(ABOUT THIS TASK) Line by line, give the data again exactly as it appears.

(Beginning of PROVIDED MATERIAL)

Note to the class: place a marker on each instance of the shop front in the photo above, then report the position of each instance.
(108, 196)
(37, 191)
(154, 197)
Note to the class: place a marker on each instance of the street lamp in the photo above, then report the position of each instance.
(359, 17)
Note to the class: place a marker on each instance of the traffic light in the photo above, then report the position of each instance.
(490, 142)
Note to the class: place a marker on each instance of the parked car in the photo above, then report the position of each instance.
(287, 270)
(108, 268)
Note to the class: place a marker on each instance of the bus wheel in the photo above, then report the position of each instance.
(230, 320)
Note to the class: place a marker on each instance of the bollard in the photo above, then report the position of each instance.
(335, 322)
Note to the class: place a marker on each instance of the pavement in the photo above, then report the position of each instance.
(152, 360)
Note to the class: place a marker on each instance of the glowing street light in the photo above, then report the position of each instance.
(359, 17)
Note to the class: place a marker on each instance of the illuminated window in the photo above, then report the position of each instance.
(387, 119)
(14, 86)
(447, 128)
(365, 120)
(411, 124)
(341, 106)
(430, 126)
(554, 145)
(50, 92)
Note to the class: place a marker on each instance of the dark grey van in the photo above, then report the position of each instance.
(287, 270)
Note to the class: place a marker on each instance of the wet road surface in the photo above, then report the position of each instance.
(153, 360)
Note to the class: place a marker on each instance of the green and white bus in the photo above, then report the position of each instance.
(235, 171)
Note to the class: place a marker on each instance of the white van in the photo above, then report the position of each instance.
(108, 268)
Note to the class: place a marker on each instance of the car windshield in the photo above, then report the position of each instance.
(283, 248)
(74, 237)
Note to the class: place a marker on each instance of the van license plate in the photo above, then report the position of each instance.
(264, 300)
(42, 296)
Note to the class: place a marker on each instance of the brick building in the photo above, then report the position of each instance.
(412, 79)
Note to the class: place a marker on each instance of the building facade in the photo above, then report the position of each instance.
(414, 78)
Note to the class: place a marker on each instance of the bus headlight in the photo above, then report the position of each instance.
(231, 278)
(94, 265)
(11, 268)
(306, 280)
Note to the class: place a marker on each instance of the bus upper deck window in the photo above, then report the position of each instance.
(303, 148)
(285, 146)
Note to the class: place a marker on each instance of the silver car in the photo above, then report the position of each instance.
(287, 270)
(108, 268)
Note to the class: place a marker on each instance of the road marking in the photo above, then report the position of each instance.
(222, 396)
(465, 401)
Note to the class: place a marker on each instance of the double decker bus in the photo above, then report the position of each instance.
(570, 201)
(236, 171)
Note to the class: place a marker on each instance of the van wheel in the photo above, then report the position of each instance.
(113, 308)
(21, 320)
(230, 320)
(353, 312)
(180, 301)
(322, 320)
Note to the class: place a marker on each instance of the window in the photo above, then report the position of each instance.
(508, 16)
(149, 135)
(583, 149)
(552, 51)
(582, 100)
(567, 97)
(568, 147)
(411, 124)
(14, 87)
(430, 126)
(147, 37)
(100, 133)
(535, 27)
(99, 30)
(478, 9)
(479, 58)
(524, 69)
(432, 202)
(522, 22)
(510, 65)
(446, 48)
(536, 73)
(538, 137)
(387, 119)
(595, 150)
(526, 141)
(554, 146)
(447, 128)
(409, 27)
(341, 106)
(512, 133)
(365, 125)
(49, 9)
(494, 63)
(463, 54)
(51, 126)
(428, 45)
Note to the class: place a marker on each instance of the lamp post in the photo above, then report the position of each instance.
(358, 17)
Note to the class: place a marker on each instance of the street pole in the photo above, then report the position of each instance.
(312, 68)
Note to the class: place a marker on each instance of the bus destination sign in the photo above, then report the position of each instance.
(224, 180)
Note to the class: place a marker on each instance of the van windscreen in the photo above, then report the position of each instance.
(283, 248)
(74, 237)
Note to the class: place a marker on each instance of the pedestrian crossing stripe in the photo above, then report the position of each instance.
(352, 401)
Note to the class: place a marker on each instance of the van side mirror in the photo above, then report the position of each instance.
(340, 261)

(End of PROVIDED MATERIAL)

(OUTPUT FOR THIS EXERCISE)
Note to the class: place a marker on each instance of the shop front in the photo above, then report the position of each instance.
(108, 196)
(37, 191)
(154, 197)
Note to the class: place a marker on each instance of the street lamp in the photo above, then report the position of each instance.
(359, 17)
Note to the class: place a marker on each instance of the traffic light in the photo above, then report the position of each instance.
(490, 142)
Note to the class: place a marker on each instance of the parked car in the photo above, then report the position of each instance.
(287, 270)
(108, 268)
Note to the class: place a marker on each instance of the bus wheel in the photo above, then report the position of each instance.
(230, 320)
Note to the class: place a marker on each instance of the bollard in the photo above, then report the position of each instance.
(335, 322)
Note to the class: place a marker on each instance of the pavement in the photo above, then report the position of each instance.
(152, 360)
Note to the class: place a marker on each instance of the glowing street light in the photo above, then report the position of each instance.
(359, 17)
Note to the class: place a marker on each instance of the illuminated window in the photo above, then report the position of each instance.
(387, 119)
(14, 86)
(447, 128)
(365, 120)
(411, 124)
(341, 106)
(430, 126)
(554, 145)
(50, 92)
Note to the class: place a marker on each instance of the dark grey van in the photo above, then report the position of each instance.
(287, 270)
Note to the class: place a marker on each instance of the wet road surface in the photo above, then report the position of each instance.
(153, 360)
Note to the class: place a marker on each instance of the green and white bus in the photo above, then report the position of each instance.
(235, 171)
Note to the class: place a marker on each instance of the white van in the photo above, then report the position of each instance.
(108, 268)
Note to the class: place a marker on each instance of the car windshield in the photo above, then report the position of each instance.
(283, 248)
(74, 237)
Note to the class: place a marker on each instance of the van license plate in the photo above, then report the position of each instance.
(264, 300)
(42, 296)
Note to the class: place a marker on each instance of the brick building in the photo above, then report the position of each instance.
(412, 79)
Note to the class: place a marker on each instance of the building facade in the photo above, then report the position of each instance.
(414, 78)
Note to the class: place a marker on each instance of the bus headlight in the photo above, then report the position of each instance.
(231, 278)
(94, 265)
(11, 268)
(306, 280)
Note to the class: place a marker on each instance of the bus upper deck window in the photo above, then report the position of each instance.
(303, 148)
(285, 146)
Note to the class: place a marker on each instance of the silver car in the photo above, then report the position of each instance.
(287, 270)
(108, 268)
Note to the class: place a marker on each instance of the road marking in the photo above, then report the position of each instance.
(222, 396)
(465, 401)
Note to the class: place a marker on each instance of the double decker bus in the photo above, then report the position of each instance.
(570, 201)
(236, 171)
Note to the class: place a marker on each instance of the van wheel in the photo above, then report the position of each instance.
(113, 308)
(21, 320)
(230, 320)
(353, 312)
(180, 301)
(322, 320)
Note to the class: place a marker on each instance of the window in the photo above, then report the position of each instance.
(508, 16)
(149, 135)
(583, 149)
(552, 51)
(582, 100)
(567, 97)
(568, 147)
(411, 124)
(14, 87)
(430, 126)
(147, 37)
(100, 133)
(535, 27)
(99, 30)
(478, 9)
(479, 58)
(524, 69)
(432, 202)
(522, 22)
(510, 65)
(446, 48)
(536, 73)
(538, 137)
(387, 119)
(595, 150)
(526, 141)
(554, 146)
(447, 128)
(409, 27)
(341, 106)
(512, 133)
(365, 125)
(49, 9)
(494, 63)
(463, 54)
(51, 126)
(428, 45)
Note to the class: place a marker on each instance of the lamp post in the photo above, then report the position of each instance.
(358, 17)
Note to the class: place a marker on each instance of the street pole in the photo above, then report the position of each instance.
(312, 68)
Note to the class: place a marker on each instance of the bus destination sign in the photo above, then report the position of each instance.
(224, 180)
Note to the class: place a marker on each instance of the van windscreen in the photo above, then report the position of each instance.
(283, 248)
(74, 237)
Note to the class: place a marker on each instance of the pedestrian crossing stripe in the photo above, then report the position of each instance.
(352, 401)
Note to the class: place a marker on each instance of the van side mirror in the photo above, then report the position of each instance.
(340, 261)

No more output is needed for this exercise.